Selected text:
========

Dear Holocaust survivors,
Ladies and gentlemen,
We are gathered here today to pay our respects to the hundreds of thousands of Lithuanian Jews who lost their lives in the Holocaust.
Shoah means catastrophe. But this is not just the tragedy and catastrophe of the Jewish people. The Shoah is Lithuania’s. This is the Shoah of all mankind. This is a Shoah of our humanity, compassion and ambivalence.
Here alone in Paneriai, we, the state of Lithuania, lost tens of thousands of our fellow citizens with whom we built the independent Lithuanian state together. Fighting together in the battles for independence, suffering together the young state’s most difficult years, together putting our hopes in the future of an independent Lithuania.
We lost talented scholars, artists, poets, doctors, businesspeople and artisans, teachers and clerics. Me lost elders who preserved the memory of hundreds of generations living together in friendship, and we lost the children who would have been this country’s future.
Here, in Paneriai, and throughout Lithuania, over the course of a few years we lost a large and very important part of ourselves. And today, sadly, we can only imagine what a creative, educated, industrious and smart Lithuania there would have been if not for the Catastrophe.
It is said there are six stages to understanding the grief of every loss: shock, denial, anger, bargaining, depression and finally acceptance and reconciliation.
Which stage are we at?
The only way to come to terms with history is to realize and tell ourselves the truth, no matter how painful if might be. For many years after the war, Lithuania wasn’t able to talk about the Catastrophe. Even after the fall of the Soviet Union, people found it difficult to discuss the Shoah and to understand how this kind of tragedy could have happened.
We denied it, we got angry, we tried to bargain with our conscience, calculating and comparing that which cannot be calculated nor compared, human suffering, human lives. It was difficult for us to admit to ourselves that our country’s citizens died at the hands of Lithuanians as well.
We found in ourselves the power, however, to look history in the face; in 1995 the first president of the independent Republic of Lithuania travelled to Israel and asked forgiveness for the Lithuanians who contributed to the Holocaust.
I really want to believe today we have reached the stage of accepting and understanding our loss.
This cannot be reconciliation–no one will ever reconcile themselves to the Holocaust. No one will ever revive the innocent victims, either. And no one will ever ease the suffering of those who here in Paneriai and at many locations throughout Europe lost their families, their friends, the people they loved. They say time heals all wounds, but this great loss will take hundreds and perhaps thousands of years to heal.

========

Given information:

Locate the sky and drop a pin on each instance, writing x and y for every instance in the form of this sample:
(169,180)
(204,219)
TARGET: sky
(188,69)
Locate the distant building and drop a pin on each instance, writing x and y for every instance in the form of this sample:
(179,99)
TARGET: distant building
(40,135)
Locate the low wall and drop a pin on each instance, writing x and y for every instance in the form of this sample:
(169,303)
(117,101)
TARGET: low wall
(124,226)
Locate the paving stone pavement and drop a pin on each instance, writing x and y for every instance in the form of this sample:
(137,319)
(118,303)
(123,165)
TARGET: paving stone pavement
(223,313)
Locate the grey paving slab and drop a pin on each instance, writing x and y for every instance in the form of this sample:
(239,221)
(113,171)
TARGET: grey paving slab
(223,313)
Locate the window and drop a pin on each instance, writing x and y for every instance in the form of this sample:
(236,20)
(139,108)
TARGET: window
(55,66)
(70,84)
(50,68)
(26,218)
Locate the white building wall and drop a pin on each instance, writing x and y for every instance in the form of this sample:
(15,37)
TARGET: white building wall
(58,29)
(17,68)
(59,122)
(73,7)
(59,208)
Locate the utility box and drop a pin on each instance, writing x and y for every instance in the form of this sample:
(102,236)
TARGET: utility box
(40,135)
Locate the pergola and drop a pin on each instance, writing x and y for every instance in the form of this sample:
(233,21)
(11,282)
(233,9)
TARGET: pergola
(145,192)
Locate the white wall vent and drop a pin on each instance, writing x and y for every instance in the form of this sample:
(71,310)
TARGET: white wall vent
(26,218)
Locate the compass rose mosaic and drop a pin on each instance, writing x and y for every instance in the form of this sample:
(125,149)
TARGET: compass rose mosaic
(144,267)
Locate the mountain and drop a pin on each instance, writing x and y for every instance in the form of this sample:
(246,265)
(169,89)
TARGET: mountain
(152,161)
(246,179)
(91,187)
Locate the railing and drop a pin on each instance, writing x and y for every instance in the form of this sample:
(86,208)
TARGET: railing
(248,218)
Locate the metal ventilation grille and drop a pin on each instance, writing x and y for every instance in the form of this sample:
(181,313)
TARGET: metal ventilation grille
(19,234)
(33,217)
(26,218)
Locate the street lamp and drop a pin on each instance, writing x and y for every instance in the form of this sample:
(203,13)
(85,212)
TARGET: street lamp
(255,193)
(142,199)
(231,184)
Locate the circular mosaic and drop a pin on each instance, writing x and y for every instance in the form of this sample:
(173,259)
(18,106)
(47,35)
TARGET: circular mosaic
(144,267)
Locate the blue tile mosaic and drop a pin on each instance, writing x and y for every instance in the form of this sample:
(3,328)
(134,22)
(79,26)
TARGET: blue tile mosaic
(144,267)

========

Tasks to perform:
a - Give again the passage of the speech on the Holocaust in Lithuania starting at "Here alone in" and ending at "for the Catastrophe.".
b - Transcribe the entries starting at the line that contains "Locate the circular" and ending at the last line of the entries.

The responses:
a -
Here alone in Paneriai, we, the state of Lithuania, lost tens of thousands of our fellow citizens with whom we built the independent Lithuanian state together. Fighting together in the battles for independence, suffering together the young state’s most difficult years, together putting our hopes in the future of an independent Lithuania.
We lost talented scholars, artists, poets, doctors, businesspeople and artisans, teachers and clerics. Me lost elders who preserved the memory of hundreds of generations living together in friendship, and we lost the children who would have been this country’s future.
Here, in Paneriai, and throughout Lithuania, over the course of a few years we lost a large and very important part of ourselves. And today, sadly, we can only imagine what a creative, educated, industrious and smart Lithuania there would have been if not for the Catastrophe.

b -
Locate the circular mosaic and drop a pin on each instance, writing x and y for every instance in the form of this sample:
(173,259)
(18,106)
(47,35)
TARGET: circular mosaic
(144,267)
Locate the blue tile mosaic and drop a pin on each instance, writing x and y for every instance in the form of this sample:
(3,328)
(134,22)
(79,26)
TARGET: blue tile mosaic
(144,267)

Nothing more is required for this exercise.